▶ DATA ROWS
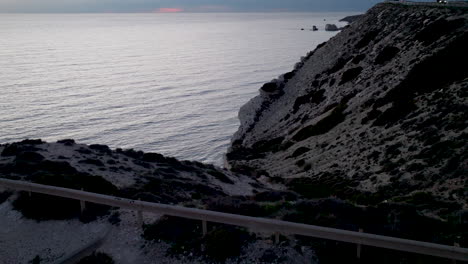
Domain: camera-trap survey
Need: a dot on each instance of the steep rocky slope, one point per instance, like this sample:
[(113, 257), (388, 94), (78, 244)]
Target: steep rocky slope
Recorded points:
[(378, 114)]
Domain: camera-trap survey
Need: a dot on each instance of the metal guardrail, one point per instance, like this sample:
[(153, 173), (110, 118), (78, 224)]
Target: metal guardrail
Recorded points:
[(255, 223)]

▶ WORK REQUIRED
Please reproduce every row above word for word, omitting the pictures.

▶ THE RESULT
Domain: camera-trap survey
Need: a dot on each instance of the steep rocky slope, one point per instance, like this sample:
[(113, 257), (388, 94), (78, 244)]
Target: steep rocky slope
Recorded points:
[(378, 114)]
Domain: camera-trap survey
Need: a dot on each instance of the metal guardrail, one point per instance, like this sample:
[(153, 173), (110, 118), (78, 224)]
Target: metal guardrail
Recorded points:
[(255, 223)]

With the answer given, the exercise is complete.